━━━━━ Data supplied

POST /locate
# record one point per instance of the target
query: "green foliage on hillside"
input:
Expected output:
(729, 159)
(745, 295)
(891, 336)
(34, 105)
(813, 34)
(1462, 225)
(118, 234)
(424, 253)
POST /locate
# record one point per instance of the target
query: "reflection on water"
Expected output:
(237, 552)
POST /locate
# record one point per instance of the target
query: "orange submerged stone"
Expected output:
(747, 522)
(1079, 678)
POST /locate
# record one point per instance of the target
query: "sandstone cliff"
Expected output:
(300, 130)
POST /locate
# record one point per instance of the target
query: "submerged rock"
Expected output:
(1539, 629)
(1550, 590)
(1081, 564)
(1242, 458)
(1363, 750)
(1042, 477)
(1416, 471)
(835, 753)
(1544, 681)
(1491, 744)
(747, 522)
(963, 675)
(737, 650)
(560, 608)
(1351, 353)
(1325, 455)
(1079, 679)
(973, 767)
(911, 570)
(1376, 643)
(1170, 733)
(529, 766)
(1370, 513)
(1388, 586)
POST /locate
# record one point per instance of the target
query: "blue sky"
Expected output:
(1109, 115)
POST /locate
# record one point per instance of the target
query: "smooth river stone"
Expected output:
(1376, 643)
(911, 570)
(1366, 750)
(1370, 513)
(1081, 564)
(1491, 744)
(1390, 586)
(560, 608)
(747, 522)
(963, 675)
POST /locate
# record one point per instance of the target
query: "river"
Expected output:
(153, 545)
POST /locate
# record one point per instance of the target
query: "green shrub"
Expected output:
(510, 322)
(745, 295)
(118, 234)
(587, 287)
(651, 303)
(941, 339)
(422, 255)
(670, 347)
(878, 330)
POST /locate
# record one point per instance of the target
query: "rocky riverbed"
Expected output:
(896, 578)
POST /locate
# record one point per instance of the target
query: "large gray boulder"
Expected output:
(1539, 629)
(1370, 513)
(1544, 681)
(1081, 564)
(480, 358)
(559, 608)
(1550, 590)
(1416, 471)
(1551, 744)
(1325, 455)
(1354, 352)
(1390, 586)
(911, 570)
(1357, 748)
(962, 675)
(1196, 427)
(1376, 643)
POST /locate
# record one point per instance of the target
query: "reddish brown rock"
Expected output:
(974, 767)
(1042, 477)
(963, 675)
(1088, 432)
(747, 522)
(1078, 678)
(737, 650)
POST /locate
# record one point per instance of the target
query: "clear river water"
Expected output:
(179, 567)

━━━━━━━━━━

→ Given task
Go through the records and print each one exactly.

→ In response
POST /locate
# record one point per instance of the target
query: "green foliage on hillside"
input:
Expected output:
(729, 159)
(745, 295)
(891, 336)
(34, 105)
(813, 34)
(1462, 225)
(118, 234)
(424, 253)
POST /locate
# record one point per instance of the target
query: "reflection on water"
Expected output:
(237, 552)
POST /locate
# record one point per instance of the target
query: "orange submerged stone"
Expected output:
(747, 522)
(1079, 678)
POST /locate
# record one point per instance of the target
query: "sandstone cliff"
Expected output:
(300, 130)
POST /locate
# record one point per instance of the target
query: "submerged rock"
Expected output:
(1539, 629)
(1550, 590)
(1081, 564)
(1242, 458)
(1363, 750)
(1042, 477)
(1416, 471)
(835, 753)
(1544, 681)
(1491, 744)
(747, 522)
(963, 675)
(737, 650)
(560, 608)
(1351, 353)
(1325, 455)
(1079, 679)
(973, 767)
(911, 570)
(1376, 643)
(1170, 733)
(529, 766)
(1370, 513)
(1388, 586)
POST /locate
# record one point per instance of the target
query: "blue sky"
Expected output:
(1109, 115)
POST /locate
# record one point per instance of the target
query: "smooth river stone"
Expected output:
(1376, 643)
(911, 570)
(1366, 750)
(1370, 513)
(1081, 564)
(1491, 744)
(1390, 586)
(560, 608)
(747, 522)
(963, 675)
POST /locate
# record one point per instance of the target
query: "river"
Expected output:
(153, 545)
POST /locate
# record one point per instance of the target
query: "green shrub"
Expected output:
(510, 322)
(745, 295)
(118, 234)
(587, 287)
(651, 303)
(941, 339)
(422, 255)
(670, 347)
(878, 330)
POST /locate
# record one point per instance of the target
query: "rocky riverbed"
Expected output:
(896, 578)
POST /locate
# record one point per instance of the target
query: "large gray boulder"
Expected output:
(1539, 629)
(1370, 513)
(1544, 681)
(1081, 564)
(480, 358)
(559, 608)
(1550, 590)
(1416, 471)
(1551, 744)
(1325, 455)
(1354, 352)
(1390, 586)
(911, 570)
(1357, 748)
(962, 675)
(1196, 427)
(1376, 643)
POST /locate
# record one point per instance of the target
query: "reddish brown rock"
Expected output:
(974, 767)
(1042, 477)
(963, 675)
(1088, 432)
(747, 522)
(1078, 678)
(737, 650)
POST /locate
# record one point per instance of the target
query: "clear river water"
Expected output:
(179, 567)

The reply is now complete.